Page extract »
-.-.-
Traffic in Tunis is as you would expect in a capital city but with a slight twist.  Our drive south started on a wide road which had at one time been marked as having four lanes but the paint was now so faded that it was barely visible.  Without any guiding white lines it was more akin to driving down a runway with cars sometimes up to eight abreast all travelling at different speeds often in a diagonal direction.  It wasn’t aggressive nor defensive but did require 100% attention as you never quite knew who was going where.  Making progress, I could see that, unusually, Ian was also fully focussed on the road ahead – he had clocked the local plates which were a sequence of 7 numbers XXX XXXX, the higher the number the more recent the vehicle.  Looking for the most recent car on the road kept him occupied throughout Tunisia and for anyone similarly minded 248 5XXX would appear to be the newest vehicle on the road!   

hammermet hills

Our route south was initially inland and we made the most of the hills around Hammermet to get some walking done. It was a bit unfortunate that our arrival coincided with a couple of days of heavy rain making some of the dirt roads leading to the various trailheads hard work. Mind you, it was good to get a bit of 4x4 practice in as it had been a while…. Hoping for some warmer weather we continued south along the coast passing through the seaside resorts of Hammamet, Sousse and Sfax; the large number of huge abandoned hotel complexes a stark reminder of Tunisia’s recent difficulties.       

The historic city of Kairouan is often referred to as the spiritual capital of Tunisia and is a major Islamic center in North Africa.  Estimated to have over 100 mosques, it is also where one of the oldest mosques in the world can be found; The Great Mosque of Kairouan 670 AD.  A masterpiece of early Islamic architecture and an enduring symbol of Tunisia’s Islamic heritage it covers a huge area of 2.2 acres making it one of the largest religious structures around.  If you are unable to manage a Hajj (annual pilgrimage) to Mecca, seven visits to the Great Mosque will apparently do instead.
-.-.-
Given information »

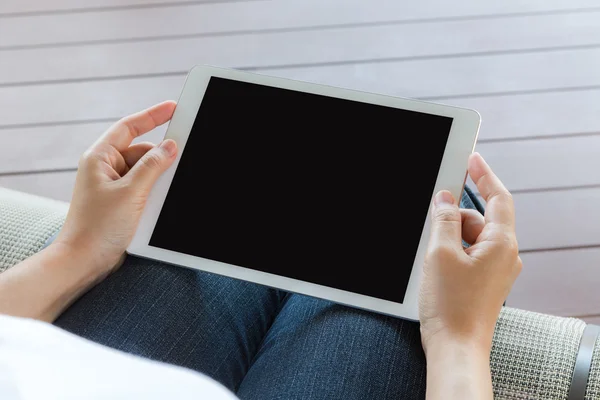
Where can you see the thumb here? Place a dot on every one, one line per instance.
-.-.-
Required task 1 » According to the Tunisia travel account, how many visits to the Great Mosque of Kairouan can apparently take the place of a Hajj to Mecca?
Required task 2 » Print everything in the Tunisia travel account from "The historic city" down to "apparently do instead.".
The lines have no connection to the Tunisia travel account.

Worked answer 1 » Seven visits.

Worked answer 2 »
The historic city of Kairouan is often referred to as the spiritual capital of Tunisia and is a major Islamic center in North Africa.  Estimated to have over 100 mosques, it is also where one of the oldest mosques in the world can be found; The Great Mosque of Kairouan 670 AD.  A masterpiece of early Islamic architecture and an enduring symbol of Tunisia’s Islamic heritage it covers a huge area of 2.2 acres making it one of the largest religious structures around.  If you are unable to manage a Hajj (annual pilgrimage) to Mecca, seven visits to the Great Mosque will apparently do instead.